◆ **Given request**
Rewrite all of the items below, changing every "need bbox" to "locate" and leaving everything else as it is.

## start Material

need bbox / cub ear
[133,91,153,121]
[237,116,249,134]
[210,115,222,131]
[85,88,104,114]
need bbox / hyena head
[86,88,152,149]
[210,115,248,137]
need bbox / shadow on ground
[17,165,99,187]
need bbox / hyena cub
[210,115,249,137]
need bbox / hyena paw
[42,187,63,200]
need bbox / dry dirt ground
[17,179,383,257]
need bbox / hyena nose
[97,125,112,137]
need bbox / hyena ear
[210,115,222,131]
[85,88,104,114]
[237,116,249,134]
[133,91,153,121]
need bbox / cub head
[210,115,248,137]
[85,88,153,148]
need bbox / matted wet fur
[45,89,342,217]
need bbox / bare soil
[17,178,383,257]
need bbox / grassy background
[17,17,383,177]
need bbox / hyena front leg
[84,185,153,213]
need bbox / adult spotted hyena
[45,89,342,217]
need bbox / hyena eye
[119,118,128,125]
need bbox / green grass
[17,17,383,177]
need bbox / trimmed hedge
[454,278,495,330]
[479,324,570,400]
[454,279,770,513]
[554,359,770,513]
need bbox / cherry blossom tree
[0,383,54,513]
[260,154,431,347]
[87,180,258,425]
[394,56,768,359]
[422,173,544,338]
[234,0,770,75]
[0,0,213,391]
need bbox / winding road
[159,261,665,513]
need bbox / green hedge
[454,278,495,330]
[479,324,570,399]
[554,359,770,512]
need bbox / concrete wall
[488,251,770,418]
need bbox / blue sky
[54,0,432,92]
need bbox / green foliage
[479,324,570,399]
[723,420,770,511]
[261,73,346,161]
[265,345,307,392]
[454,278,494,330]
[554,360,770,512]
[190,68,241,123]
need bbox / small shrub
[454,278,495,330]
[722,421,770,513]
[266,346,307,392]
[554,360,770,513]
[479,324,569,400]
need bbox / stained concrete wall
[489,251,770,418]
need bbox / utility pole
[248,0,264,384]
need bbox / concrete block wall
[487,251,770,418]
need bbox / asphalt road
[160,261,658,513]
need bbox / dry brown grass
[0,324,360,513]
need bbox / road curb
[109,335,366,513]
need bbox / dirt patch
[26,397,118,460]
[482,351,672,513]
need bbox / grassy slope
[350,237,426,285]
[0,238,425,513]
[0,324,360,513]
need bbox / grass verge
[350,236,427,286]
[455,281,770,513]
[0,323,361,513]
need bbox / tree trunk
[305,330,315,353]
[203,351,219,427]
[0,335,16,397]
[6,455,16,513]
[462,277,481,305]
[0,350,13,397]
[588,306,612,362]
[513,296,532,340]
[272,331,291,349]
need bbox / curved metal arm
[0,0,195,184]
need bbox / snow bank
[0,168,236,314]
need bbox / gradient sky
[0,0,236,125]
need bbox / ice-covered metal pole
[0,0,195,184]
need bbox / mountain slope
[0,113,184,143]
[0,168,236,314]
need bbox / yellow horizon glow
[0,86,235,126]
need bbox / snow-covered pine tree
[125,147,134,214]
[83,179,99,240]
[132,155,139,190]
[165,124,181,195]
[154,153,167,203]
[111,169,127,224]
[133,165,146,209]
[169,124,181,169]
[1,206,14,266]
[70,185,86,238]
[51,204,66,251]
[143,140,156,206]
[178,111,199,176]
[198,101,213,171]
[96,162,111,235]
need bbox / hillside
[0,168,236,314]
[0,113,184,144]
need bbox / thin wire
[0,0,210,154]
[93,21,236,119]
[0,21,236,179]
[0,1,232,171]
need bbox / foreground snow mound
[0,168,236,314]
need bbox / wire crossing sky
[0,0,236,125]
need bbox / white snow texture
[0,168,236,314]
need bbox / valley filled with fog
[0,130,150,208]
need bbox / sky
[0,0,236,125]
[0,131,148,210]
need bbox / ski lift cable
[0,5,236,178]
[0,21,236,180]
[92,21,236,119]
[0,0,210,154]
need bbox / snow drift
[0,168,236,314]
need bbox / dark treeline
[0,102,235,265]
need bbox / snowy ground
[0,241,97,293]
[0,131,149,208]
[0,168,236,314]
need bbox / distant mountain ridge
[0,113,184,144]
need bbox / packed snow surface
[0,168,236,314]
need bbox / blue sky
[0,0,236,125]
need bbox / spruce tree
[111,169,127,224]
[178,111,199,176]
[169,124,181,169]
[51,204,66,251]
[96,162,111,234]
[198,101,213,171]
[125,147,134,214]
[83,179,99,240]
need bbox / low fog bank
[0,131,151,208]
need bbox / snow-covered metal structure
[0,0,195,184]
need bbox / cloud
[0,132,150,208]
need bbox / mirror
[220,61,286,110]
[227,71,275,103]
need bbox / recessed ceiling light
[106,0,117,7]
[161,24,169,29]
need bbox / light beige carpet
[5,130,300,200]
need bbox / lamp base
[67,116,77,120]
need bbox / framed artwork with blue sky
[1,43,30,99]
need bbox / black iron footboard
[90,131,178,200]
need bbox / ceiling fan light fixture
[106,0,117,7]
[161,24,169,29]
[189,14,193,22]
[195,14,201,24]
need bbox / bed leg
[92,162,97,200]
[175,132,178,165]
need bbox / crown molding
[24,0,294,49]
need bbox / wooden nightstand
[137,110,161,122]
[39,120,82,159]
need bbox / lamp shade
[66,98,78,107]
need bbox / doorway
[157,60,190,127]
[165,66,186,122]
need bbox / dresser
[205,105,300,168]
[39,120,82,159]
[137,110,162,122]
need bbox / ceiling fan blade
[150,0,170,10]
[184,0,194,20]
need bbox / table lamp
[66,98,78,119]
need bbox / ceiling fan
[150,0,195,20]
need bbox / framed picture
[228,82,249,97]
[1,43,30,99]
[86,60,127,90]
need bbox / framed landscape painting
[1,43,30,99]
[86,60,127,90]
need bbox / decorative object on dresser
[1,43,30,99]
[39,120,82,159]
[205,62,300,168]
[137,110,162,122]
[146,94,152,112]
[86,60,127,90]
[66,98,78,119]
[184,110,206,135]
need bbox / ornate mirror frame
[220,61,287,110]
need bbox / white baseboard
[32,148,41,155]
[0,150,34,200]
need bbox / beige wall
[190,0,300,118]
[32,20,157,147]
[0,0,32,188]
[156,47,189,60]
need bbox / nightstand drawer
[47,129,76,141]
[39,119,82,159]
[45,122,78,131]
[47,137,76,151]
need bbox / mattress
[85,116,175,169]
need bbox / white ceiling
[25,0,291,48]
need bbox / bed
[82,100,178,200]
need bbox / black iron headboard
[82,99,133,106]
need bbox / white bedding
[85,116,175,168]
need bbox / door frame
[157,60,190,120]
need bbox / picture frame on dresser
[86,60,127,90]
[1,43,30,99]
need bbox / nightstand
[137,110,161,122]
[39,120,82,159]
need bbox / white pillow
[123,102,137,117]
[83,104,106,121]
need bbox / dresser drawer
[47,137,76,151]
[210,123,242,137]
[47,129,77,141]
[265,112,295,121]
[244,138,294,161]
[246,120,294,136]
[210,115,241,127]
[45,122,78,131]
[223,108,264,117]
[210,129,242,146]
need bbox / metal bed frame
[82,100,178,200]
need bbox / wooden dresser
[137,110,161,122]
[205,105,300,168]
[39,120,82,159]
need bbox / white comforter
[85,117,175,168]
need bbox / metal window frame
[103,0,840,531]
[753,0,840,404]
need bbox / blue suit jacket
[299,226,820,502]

## end Material

◆ **Exercise result**
locate / cub ear
[133,91,153,121]
[237,116,249,134]
[210,115,222,131]
[85,88,104,114]
locate / hyena head
[86,88,152,149]
[210,115,248,137]
locate / shadow on ground
[17,165,99,187]
locate / hyena cub
[210,115,249,137]
locate / hyena paw
[42,187,63,200]
locate / dry dirt ground
[17,179,383,257]
locate / hyena nose
[97,125,112,137]
locate / hyena ear
[210,115,222,131]
[85,88,104,114]
[237,116,249,134]
[133,91,153,121]
locate / cub head
[210,115,248,137]
[85,88,153,148]
locate / matted wet fur
[45,89,342,217]
locate / bare soil
[17,178,383,257]
locate / grassy background
[17,17,383,177]
locate / hyena front leg
[84,185,153,213]
locate / adult spotted hyena
[45,89,342,217]
locate / hyena eye
[119,118,128,125]
locate / green grass
[17,17,383,177]
locate / trimmed hedge
[454,278,495,330]
[479,324,570,400]
[454,279,770,513]
[554,359,770,513]
locate / cherry blossom tree
[0,383,54,513]
[260,154,431,347]
[87,180,258,425]
[394,56,768,359]
[422,173,544,338]
[234,0,770,75]
[0,0,213,391]
locate / winding road
[159,261,665,513]
locate / green hedge
[454,278,495,330]
[479,324,570,399]
[554,359,770,512]
locate / concrete wall
[488,251,770,418]
locate / blue sky
[54,0,432,92]
locate / green foliage
[479,324,570,399]
[723,420,770,511]
[261,73,346,161]
[265,345,307,392]
[454,278,494,330]
[554,360,770,512]
[190,68,241,123]
locate / small shrub
[454,278,495,330]
[722,421,770,513]
[266,346,307,392]
[554,360,770,513]
[479,324,569,400]
locate / stained concrete wall
[489,251,770,418]
locate / utility pole
[248,0,264,384]
locate / concrete block wall
[487,251,770,418]
locate / asphalt road
[160,261,658,513]
locate / dry brown grass
[0,324,360,513]
locate / road curb
[109,335,366,513]
locate / dirt patch
[26,397,118,460]
[482,351,672,513]
locate / grassy slope
[350,237,426,285]
[0,238,425,513]
[0,324,360,513]
locate / grass verge
[350,236,427,286]
[455,281,770,513]
[0,323,361,513]
locate / tree trunk
[305,330,315,353]
[203,351,219,427]
[0,335,16,397]
[6,455,16,513]
[462,277,481,305]
[0,350,13,397]
[588,306,612,362]
[513,296,532,340]
[272,331,291,349]
locate / curved metal arm
[0,0,195,184]
locate / snow bank
[0,168,236,314]
locate / gradient sky
[0,0,236,125]
locate / ice-covered metal pole
[0,0,195,184]
locate / mountain slope
[0,113,184,143]
[0,168,236,314]
locate / yellow horizon glow
[0,86,235,126]
locate / snow-covered pine tree
[125,147,134,214]
[83,179,99,240]
[132,155,139,190]
[165,124,181,195]
[154,153,167,203]
[111,169,127,224]
[133,165,146,209]
[169,124,181,169]
[1,206,14,266]
[70,185,86,238]
[51,204,66,251]
[143,140,156,206]
[178,111,199,176]
[198,101,213,171]
[96,162,111,235]
locate / hillside
[0,168,236,314]
[0,113,184,144]
locate / thin wire
[0,0,210,154]
[93,21,236,119]
[0,21,236,179]
[0,1,232,171]
locate / foreground snow mound
[0,168,236,314]
locate / wire crossing sky
[0,0,236,125]
locate / white snow texture
[0,168,236,314]
locate / valley filled with fog
[0,130,150,208]
locate / sky
[0,0,236,125]
[0,131,148,210]
locate / ski lift cable
[0,5,236,178]
[0,21,236,180]
[92,21,236,119]
[0,0,210,154]
locate / snow drift
[0,168,236,314]
locate / dark treeline
[0,102,235,265]
locate / snowy ground
[0,241,97,293]
[0,131,149,208]
[0,168,236,314]
locate / distant mountain ridge
[0,113,184,144]
locate / packed snow surface
[0,168,236,314]
locate / blue sky
[0,0,236,125]
locate / spruce tree
[111,169,127,224]
[178,111,199,176]
[169,124,181,169]
[51,204,66,251]
[96,162,111,234]
[198,101,213,171]
[125,147,134,214]
[83,179,99,240]
locate / low fog bank
[0,131,151,208]
locate / snow-covered metal structure
[0,0,195,184]
locate / cloud
[0,132,150,208]
locate / mirror
[220,61,286,110]
[227,71,275,103]
locate / recessed ceiling light
[106,0,117,7]
[161,24,169,29]
locate / light beige carpet
[5,130,300,200]
locate / lamp base
[67,116,77,120]
locate / framed artwork with blue sky
[1,43,30,99]
locate / black iron footboard
[90,131,178,200]
locate / ceiling fan light fixture
[106,0,117,7]
[161,24,169,29]
[189,14,193,22]
[195,14,201,24]
locate / bed leg
[92,162,97,200]
[175,132,178,165]
locate / crown molding
[24,0,294,49]
locate / wooden nightstand
[137,110,161,122]
[39,120,82,159]
locate / lamp shade
[66,98,78,107]
locate / doorway
[157,60,190,127]
[165,66,186,122]
locate / dresser
[205,105,300,168]
[39,120,82,159]
[137,110,162,122]
locate / ceiling fan blade
[150,0,170,10]
[184,0,194,20]
locate / table lamp
[66,98,78,119]
locate / ceiling fan
[150,0,195,20]
locate / framed picture
[228,82,249,97]
[1,43,30,99]
[86,60,127,90]
locate / framed landscape painting
[1,43,30,99]
[86,60,127,90]
locate / decorative object on dresser
[1,43,30,99]
[39,120,82,159]
[205,62,300,168]
[137,110,162,122]
[146,94,152,112]
[86,60,127,90]
[66,98,78,119]
[184,110,206,135]
locate / ornate mirror frame
[220,61,287,110]
locate / white baseboard
[32,148,41,155]
[0,150,34,200]
locate / beige wall
[190,0,300,118]
[32,20,157,147]
[0,0,32,188]
[156,47,189,60]
locate / nightstand drawer
[47,129,76,141]
[39,119,82,159]
[45,122,78,131]
[47,137,76,151]
locate / mattress
[85,116,175,169]
locate / white ceiling
[25,0,291,48]
locate / bed
[82,100,178,200]
locate / black iron headboard
[82,99,133,106]
locate / white bedding
[85,116,175,168]
locate / door frame
[157,60,190,120]
locate / picture frame on dresser
[86,60,127,90]
[1,43,30,99]
locate / nightstand
[137,110,161,122]
[39,120,82,159]
locate / white pillow
[123,102,137,117]
[83,104,106,121]
locate / dresser drawer
[47,137,76,151]
[210,123,242,137]
[47,129,77,141]
[265,112,295,121]
[244,138,294,161]
[246,120,294,136]
[210,115,241,127]
[45,122,78,131]
[223,108,264,117]
[210,129,242,146]
locate / metal bed frame
[82,100,178,200]
locate / wooden dresser
[137,110,161,122]
[205,105,300,168]
[39,120,82,159]
locate / white comforter
[85,117,175,168]
locate / metal window frame
[103,0,840,531]
[753,0,840,404]
locate / blue suit jacket
[299,226,820,502]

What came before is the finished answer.